TAREFAS A REALIZAR —
**A)** Por favor, responda com base no texto sobre a repetição do mal:
(i) Com quem aprendemos tanto o bem quanto o mal?
(ii) Por que, segundo o texto, repetimos os mesmos atos de quem foi nossa referência?
(iii) O que espalhamos pelo universo?
**B)** No texto sobre a repetição do mal, troque "essência" por "natureza" e reescreva o trecho entre "Repetimos nossos algozes." e "somos pelo universo.", inclusive.
**C)** Retome o texto sobre a repetição do mal e dê continuidade a ele a partir do ponto em que termina.

TRECHO DO DOCUMENTO —
+ + +

Repetimos nossos algozes. Aprendemos com nossos educadores tanto o bem quanto o mal, mesmo que este só tenha tido a intenção de transmitir o melhor. O mal vem sempre junto porque nos recusamos a reconhecer o mal como algo que simplesmente existe e definitivamente não pode cortado pela raiz. Depois vamos repetir praticamente os mesmos atos de quem foi nossa referência sem nos aperceber do que realmente estamos fazendo. Fazemos porque fomos criados desta forma e porque não é possível negar a própria essência. Alguns ainda se perguntam por que, por que, por que? Encarar a porção de mal que existe dentro de nós como fato é além da conta do que podemos suportar. E assim sendo espalhamos o que somos pelo universo.

+ + +

LISTAGEM FORNECIDA —
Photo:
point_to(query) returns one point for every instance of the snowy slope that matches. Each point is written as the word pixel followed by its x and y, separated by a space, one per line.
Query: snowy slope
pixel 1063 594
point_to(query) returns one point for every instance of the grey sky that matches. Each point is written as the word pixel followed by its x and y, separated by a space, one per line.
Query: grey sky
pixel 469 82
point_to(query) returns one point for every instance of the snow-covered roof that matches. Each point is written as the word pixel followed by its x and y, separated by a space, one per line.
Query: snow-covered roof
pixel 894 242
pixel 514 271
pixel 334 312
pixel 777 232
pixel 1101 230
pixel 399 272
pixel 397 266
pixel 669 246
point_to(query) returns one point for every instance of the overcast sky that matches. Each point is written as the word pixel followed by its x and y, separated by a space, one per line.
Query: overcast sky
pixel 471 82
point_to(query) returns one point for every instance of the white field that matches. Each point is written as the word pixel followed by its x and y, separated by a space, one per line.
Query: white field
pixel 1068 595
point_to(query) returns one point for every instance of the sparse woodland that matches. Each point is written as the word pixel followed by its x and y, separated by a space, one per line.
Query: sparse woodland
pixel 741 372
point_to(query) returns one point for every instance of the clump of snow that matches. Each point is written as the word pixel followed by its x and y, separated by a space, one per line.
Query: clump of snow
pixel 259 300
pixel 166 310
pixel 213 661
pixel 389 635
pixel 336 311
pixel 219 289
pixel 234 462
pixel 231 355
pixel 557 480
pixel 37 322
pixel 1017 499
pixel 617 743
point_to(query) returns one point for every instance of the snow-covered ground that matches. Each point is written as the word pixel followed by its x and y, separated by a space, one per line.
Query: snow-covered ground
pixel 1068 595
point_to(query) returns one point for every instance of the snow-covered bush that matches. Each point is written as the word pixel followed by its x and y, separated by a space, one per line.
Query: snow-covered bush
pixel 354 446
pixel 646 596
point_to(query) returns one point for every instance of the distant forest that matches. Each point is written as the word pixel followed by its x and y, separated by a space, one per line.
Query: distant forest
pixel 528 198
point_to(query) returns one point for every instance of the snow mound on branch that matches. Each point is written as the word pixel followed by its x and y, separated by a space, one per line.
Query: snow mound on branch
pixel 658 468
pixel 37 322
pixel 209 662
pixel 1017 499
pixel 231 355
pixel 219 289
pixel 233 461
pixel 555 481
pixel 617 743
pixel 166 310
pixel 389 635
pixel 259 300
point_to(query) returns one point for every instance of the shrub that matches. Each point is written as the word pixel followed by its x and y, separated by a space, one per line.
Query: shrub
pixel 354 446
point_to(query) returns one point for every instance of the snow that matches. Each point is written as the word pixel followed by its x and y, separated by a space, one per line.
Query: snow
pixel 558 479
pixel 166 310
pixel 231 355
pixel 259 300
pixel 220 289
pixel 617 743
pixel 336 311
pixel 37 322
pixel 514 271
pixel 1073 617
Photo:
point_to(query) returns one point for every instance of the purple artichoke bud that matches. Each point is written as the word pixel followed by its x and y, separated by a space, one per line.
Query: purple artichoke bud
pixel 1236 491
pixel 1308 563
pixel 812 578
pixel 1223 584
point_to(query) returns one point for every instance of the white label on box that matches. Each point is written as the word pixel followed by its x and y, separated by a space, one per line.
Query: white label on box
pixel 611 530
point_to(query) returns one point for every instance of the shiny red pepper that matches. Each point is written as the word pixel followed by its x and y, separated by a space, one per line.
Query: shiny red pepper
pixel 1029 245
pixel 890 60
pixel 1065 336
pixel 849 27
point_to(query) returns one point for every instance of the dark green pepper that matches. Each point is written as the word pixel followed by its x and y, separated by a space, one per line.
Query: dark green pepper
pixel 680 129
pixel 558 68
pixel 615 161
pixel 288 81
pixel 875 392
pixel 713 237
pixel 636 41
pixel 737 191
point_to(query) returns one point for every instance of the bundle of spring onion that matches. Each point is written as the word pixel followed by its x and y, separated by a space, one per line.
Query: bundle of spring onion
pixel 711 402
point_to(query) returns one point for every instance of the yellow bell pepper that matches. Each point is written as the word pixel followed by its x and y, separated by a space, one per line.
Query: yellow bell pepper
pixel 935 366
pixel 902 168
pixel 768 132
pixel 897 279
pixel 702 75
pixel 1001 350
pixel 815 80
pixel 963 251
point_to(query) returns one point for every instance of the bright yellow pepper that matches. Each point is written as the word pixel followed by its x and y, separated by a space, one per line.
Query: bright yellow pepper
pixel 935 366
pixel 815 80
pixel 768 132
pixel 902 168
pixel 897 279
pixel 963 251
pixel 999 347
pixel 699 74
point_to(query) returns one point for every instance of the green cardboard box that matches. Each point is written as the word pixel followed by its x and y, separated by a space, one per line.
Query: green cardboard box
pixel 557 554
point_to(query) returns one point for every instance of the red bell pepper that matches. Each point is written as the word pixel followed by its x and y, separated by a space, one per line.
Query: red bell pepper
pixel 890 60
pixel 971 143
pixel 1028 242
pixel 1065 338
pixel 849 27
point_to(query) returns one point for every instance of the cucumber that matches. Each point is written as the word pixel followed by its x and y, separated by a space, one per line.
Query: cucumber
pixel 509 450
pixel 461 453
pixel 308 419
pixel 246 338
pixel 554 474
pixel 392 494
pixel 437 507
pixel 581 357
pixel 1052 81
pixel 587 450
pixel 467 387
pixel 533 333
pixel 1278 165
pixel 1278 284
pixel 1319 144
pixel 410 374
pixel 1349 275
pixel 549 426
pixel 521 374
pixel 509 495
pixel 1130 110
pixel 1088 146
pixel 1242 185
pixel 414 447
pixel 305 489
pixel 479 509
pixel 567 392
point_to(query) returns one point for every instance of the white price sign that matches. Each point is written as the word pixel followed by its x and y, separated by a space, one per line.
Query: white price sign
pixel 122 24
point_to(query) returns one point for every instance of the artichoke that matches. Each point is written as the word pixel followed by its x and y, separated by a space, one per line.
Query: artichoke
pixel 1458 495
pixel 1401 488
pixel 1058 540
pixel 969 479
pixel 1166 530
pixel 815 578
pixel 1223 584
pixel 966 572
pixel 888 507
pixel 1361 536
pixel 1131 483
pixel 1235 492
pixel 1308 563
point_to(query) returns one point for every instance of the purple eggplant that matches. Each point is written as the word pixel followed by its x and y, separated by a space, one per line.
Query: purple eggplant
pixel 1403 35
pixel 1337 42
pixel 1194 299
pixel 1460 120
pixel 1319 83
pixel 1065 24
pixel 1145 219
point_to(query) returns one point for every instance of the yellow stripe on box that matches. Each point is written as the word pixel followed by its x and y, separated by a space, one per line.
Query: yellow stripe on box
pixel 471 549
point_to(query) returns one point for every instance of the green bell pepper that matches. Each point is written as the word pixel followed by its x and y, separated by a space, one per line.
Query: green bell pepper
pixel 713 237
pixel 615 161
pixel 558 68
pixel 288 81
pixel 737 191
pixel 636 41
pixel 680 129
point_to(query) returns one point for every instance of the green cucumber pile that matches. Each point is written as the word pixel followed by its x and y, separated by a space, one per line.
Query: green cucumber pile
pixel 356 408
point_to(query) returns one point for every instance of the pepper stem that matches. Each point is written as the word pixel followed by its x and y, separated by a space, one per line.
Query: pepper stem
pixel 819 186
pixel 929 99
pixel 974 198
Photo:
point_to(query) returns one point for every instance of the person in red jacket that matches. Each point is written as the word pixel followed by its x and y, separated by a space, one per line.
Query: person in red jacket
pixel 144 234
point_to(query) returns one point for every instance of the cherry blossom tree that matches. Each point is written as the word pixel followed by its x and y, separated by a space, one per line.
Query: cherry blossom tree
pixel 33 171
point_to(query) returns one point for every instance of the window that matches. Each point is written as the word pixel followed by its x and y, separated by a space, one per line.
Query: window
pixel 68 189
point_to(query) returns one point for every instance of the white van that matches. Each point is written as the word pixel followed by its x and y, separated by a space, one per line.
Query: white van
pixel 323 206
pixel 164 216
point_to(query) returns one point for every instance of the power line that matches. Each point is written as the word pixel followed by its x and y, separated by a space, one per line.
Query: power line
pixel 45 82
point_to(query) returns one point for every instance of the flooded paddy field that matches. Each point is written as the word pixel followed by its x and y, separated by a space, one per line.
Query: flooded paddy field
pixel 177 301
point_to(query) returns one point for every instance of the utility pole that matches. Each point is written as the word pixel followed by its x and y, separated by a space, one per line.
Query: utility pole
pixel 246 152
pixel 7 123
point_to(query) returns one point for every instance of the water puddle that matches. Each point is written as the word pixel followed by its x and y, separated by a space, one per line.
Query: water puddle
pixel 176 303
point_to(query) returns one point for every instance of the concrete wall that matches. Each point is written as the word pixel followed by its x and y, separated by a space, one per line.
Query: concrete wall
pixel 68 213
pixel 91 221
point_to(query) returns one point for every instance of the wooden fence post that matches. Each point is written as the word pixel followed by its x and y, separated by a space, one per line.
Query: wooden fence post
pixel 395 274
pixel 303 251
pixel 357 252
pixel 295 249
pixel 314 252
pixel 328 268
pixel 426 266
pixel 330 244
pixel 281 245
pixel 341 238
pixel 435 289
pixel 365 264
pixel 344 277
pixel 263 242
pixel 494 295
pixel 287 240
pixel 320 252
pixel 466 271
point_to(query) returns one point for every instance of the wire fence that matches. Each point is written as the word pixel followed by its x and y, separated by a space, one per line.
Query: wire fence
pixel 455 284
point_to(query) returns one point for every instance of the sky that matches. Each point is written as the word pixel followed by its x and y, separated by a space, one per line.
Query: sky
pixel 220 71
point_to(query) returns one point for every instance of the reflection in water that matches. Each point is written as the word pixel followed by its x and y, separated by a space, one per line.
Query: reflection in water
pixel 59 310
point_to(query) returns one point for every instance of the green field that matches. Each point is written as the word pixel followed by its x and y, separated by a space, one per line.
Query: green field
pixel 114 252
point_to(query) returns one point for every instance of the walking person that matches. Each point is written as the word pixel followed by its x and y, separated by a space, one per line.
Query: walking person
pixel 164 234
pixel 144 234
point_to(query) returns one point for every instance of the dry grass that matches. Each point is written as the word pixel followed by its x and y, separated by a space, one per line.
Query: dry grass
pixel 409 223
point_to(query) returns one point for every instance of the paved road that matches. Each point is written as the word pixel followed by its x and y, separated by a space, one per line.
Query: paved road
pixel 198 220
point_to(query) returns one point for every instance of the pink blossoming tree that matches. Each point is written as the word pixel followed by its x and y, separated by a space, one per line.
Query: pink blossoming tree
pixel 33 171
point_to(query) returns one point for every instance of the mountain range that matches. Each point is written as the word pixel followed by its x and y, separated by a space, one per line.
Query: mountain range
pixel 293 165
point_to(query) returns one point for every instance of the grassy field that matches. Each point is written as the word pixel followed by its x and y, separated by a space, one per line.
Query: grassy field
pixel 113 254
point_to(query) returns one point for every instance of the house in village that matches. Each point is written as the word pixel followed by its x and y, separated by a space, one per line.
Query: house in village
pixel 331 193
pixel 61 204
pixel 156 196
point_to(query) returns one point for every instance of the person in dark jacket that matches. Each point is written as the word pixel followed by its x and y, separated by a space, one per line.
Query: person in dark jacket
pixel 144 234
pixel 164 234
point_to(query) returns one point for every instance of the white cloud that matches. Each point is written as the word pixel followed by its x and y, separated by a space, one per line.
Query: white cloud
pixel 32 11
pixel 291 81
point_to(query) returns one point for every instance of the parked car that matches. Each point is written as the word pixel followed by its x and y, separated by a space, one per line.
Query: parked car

+ + +

RESPOSTAS DO EXERCÍCIO —
**A)**
(i) Com nossos educadores.
(ii) Porque fomos criados desta forma e porque não é possível negar a própria essência.
(iii) O que somos.

**B)**
Repetimos nossos algozes. Aprendemos com nossos educadores tanto o bem quanto o mal, mesmo que este só tenha tido a intenção de transmitir o melhor. O mal vem sempre junto porque nos recusamos a reconhecer o mal como algo que simplesmente existe e definitivamente não pode cortado pela raiz. Depois vamos repetir praticamente os mesmos atos de quem foi nossa referência sem nos aperceber do que realmente estamos fazendo. Fazemos porque fomos criados desta forma e porque não é possível negar a própria natureza. Alguns ainda se perguntam por que, por que, por que? Encarar a porção de mal que existe dentro de nós como fato é além da conta do que podemos suportar. E assim sendo espalhamos o que somos pelo universo.

**C)**
Nossa comunicação acaba virando um desastre. “Não faça isto” dito em tom paternal é em muitos casos um grande estímulo para quem ouve fazer exatamente o contrário, o que não deve. Ameaça faz parte de praticamente toda educação. Ameaça caminha no sentido contrário da sensatez. Ameaça deveria ser o extremo e lidar com o extremo sem a devida base de conhecimento é procurar problema. Bombeiro trabalha com fogo porque sabe como lidar com ele. A maioria dos mortais viraria churrasco no meio das situações que eles enfrentam. O que dá aos bombeiros segurança é um passado de conhecimento, de estudos, pesquisas, ciência, erros e acertos, toda a história da humanidade em lidar com situações de extremo perigo e um treinamento voltado para a sensatez. Para não sair queimado vale a verdade e não os mitos. É também crucial saber lidar com a questão humana. Esta sim é complicada, muito complicada, o fator decisivo para obter bons resultados, quaisquer que sejam.
Um bombeiro bem intencionado não é um bombeiro cheio de vontade, crenças, desesperado para fazer o bem. Este tem uma grande chance de ampliar ainda mais os problemas. O bom resultado vem através de técnicas, do meio termo, da ponderação, do bom senso, do trabalhar em equipe. Desequilibrou a equipe e quem se está ajudando com posições pessoais e há grande possibilidade de perder controle da situação. Quem quer resolver tem que saber se comunicar bem, objetivamente, sem deixar dúvidas, com argumentos claros, convencendo pela sensatez. Formadores de opinião de verdade sabem disto.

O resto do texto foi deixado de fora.